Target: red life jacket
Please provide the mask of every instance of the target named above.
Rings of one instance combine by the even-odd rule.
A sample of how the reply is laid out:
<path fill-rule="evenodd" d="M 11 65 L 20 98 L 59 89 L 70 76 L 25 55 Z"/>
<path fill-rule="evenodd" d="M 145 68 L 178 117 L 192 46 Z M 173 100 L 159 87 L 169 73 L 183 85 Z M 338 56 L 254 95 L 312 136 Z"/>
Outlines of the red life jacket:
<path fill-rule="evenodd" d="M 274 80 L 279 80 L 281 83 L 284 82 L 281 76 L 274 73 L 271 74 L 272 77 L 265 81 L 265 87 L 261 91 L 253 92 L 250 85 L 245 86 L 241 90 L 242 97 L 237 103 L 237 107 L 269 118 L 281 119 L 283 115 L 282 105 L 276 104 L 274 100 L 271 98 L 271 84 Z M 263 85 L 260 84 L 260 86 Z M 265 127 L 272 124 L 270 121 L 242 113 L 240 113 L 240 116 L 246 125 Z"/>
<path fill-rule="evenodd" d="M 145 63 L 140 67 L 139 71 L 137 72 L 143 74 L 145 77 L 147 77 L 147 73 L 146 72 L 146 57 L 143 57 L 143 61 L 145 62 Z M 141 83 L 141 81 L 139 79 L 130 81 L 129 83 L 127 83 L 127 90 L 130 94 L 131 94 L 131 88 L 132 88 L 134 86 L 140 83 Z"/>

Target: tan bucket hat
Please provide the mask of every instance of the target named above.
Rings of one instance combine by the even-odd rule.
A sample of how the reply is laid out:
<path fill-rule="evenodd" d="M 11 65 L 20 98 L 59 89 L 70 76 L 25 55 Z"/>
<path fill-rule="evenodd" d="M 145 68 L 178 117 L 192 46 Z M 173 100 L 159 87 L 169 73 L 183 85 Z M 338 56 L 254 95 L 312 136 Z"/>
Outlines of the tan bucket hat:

....

§ STATED GOAL
Convert the listing above into a JSON array of strings, with one string for each line and blank lines omitted.

§ ANSWER FOR THIS EXERCISE
[
  "Target: red life jacket",
  "Please provide the mask of every instance of the target named above.",
  "Rings of one instance combine by the even-odd rule.",
  "A sample of how the reply is laid out:",
  "<path fill-rule=\"evenodd\" d=\"M 11 65 L 20 98 L 59 89 L 70 76 L 25 55 Z\"/>",
  "<path fill-rule=\"evenodd\" d=\"M 145 68 L 178 117 L 192 46 Z M 173 100 L 159 87 L 169 73 L 183 85 Z M 338 56 L 254 95 L 312 136 Z\"/>",
  "Outlines of the red life jacket:",
  "<path fill-rule=\"evenodd\" d=\"M 274 80 L 279 80 L 281 83 L 284 82 L 281 76 L 274 73 L 271 74 L 272 77 L 265 81 L 265 87 L 261 91 L 253 92 L 250 85 L 245 86 L 241 90 L 242 97 L 237 103 L 237 107 L 269 118 L 281 119 L 283 115 L 282 105 L 276 104 L 274 100 L 271 98 L 271 84 Z M 263 85 L 260 84 L 260 86 Z M 265 127 L 272 124 L 270 121 L 242 113 L 240 113 L 240 116 L 246 125 Z\"/>",
  "<path fill-rule=\"evenodd\" d=\"M 145 63 L 140 67 L 139 71 L 137 72 L 143 74 L 145 77 L 147 77 L 147 73 L 146 72 L 146 57 L 143 57 L 143 61 L 145 62 Z M 141 83 L 141 81 L 139 79 L 130 81 L 129 83 L 127 83 L 127 90 L 130 94 L 131 94 L 131 88 L 132 88 L 134 86 L 140 83 Z\"/>",
  "Target: tan bucket hat",
  "Please provide the mask of every instance of the target named above.",
  "Rings of one instance combine by the even-odd rule.",
  "A sample of how the reply is laid out:",
  "<path fill-rule=\"evenodd\" d=\"M 11 65 L 20 98 L 59 89 L 70 76 L 25 55 Z\"/>",
  "<path fill-rule=\"evenodd\" d=\"M 145 68 L 178 117 L 192 46 Z M 173 100 L 159 87 L 169 73 L 183 85 Z M 338 56 L 254 95 L 312 136 Z\"/>",
  "Outlines of the tan bucket hat:"
]